Start
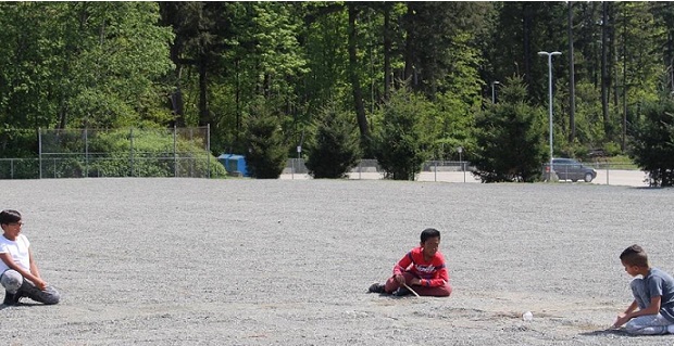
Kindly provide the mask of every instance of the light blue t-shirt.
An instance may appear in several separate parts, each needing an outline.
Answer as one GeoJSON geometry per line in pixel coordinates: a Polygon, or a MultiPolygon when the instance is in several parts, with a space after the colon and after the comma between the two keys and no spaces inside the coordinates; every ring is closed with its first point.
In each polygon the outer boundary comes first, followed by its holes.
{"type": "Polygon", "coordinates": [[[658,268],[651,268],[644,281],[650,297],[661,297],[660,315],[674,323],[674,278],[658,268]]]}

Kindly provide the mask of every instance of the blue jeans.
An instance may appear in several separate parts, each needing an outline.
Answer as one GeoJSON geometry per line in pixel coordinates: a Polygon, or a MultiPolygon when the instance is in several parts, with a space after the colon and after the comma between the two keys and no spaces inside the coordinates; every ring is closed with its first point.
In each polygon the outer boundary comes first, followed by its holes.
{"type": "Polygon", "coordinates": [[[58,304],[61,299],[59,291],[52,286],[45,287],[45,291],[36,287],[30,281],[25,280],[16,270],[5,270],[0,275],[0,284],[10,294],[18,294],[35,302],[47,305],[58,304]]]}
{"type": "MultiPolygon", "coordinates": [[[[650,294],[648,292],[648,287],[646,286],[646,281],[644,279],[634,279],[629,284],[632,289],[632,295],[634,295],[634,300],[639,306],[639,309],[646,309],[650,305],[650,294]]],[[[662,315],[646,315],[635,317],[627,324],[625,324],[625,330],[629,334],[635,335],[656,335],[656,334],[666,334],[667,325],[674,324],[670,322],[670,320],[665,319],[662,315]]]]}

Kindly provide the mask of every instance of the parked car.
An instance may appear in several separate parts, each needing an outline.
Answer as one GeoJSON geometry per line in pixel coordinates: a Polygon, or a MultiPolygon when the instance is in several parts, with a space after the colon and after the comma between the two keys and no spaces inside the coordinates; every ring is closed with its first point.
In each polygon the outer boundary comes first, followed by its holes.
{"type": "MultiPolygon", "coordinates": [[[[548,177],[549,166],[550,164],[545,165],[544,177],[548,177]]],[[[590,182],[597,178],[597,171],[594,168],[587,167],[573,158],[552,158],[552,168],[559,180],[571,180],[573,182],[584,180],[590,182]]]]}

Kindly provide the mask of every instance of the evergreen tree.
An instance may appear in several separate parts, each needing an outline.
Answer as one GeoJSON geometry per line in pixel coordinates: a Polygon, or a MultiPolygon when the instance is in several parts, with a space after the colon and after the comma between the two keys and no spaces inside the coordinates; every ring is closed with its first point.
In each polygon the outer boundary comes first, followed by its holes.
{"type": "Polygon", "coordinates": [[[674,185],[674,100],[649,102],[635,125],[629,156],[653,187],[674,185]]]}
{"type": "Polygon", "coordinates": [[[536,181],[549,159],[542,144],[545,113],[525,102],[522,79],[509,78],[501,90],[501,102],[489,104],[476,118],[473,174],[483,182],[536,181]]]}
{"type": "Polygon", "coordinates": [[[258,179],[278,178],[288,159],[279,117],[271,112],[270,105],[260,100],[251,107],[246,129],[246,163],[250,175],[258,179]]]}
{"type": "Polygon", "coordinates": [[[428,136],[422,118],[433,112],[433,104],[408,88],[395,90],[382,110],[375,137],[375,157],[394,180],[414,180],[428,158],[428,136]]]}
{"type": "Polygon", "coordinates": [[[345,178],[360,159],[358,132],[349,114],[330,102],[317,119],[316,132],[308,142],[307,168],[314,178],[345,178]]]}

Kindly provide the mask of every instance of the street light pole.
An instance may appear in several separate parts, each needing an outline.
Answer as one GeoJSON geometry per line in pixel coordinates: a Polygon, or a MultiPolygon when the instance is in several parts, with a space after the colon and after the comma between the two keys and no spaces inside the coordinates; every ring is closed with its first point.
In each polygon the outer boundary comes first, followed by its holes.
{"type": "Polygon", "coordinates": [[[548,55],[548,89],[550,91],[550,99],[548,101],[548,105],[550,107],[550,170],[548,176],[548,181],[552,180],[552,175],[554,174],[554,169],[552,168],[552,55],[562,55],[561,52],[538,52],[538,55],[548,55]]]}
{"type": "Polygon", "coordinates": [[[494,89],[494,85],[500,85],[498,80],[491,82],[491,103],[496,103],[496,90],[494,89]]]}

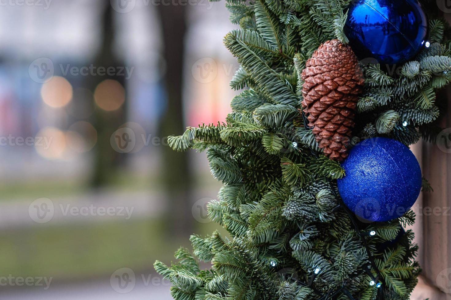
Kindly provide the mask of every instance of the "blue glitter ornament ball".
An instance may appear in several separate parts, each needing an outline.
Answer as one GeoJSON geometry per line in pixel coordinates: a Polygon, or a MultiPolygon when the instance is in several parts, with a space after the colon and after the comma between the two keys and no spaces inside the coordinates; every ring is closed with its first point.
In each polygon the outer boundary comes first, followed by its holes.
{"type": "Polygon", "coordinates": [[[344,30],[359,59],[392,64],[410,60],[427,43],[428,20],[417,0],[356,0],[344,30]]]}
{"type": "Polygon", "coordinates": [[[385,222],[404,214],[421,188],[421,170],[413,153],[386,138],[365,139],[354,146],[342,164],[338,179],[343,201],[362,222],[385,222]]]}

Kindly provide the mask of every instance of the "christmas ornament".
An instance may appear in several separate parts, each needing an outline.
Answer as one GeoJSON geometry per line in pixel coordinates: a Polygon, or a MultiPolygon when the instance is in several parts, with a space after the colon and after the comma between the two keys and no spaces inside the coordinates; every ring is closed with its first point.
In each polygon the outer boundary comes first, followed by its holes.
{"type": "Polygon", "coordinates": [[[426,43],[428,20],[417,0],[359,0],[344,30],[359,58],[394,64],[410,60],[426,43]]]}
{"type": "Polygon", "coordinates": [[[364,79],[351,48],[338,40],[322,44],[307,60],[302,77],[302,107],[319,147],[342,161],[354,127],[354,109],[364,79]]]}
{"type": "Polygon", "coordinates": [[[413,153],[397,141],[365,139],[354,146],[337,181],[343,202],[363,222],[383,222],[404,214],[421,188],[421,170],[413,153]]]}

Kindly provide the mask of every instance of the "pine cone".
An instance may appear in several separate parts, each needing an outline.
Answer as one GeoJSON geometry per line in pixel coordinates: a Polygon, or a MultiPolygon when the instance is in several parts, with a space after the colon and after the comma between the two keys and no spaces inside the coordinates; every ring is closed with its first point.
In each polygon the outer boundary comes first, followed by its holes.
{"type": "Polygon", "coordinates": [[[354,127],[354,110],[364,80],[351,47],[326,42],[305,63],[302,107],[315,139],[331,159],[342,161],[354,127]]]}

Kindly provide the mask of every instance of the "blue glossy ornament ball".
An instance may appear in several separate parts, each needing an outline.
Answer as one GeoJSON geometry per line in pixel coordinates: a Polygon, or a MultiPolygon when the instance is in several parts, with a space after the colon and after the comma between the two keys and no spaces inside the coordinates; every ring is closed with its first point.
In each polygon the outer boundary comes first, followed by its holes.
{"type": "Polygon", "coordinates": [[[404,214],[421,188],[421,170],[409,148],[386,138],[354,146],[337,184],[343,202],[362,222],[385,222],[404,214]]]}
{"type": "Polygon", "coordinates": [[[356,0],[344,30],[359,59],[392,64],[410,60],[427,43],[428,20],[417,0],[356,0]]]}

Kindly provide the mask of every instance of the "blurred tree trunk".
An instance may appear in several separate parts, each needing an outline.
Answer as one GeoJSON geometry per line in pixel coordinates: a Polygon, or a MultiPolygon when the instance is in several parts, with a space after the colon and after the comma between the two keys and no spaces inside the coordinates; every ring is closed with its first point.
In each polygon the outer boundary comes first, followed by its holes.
End
» Goal
Pick out every line of the material above that contains the word "light", and copy each one out in full.

» Written solution
Kindly provide the mask of every instance of the light blue t-shirt.
Kindly provide the mask of every instance of the street light pole.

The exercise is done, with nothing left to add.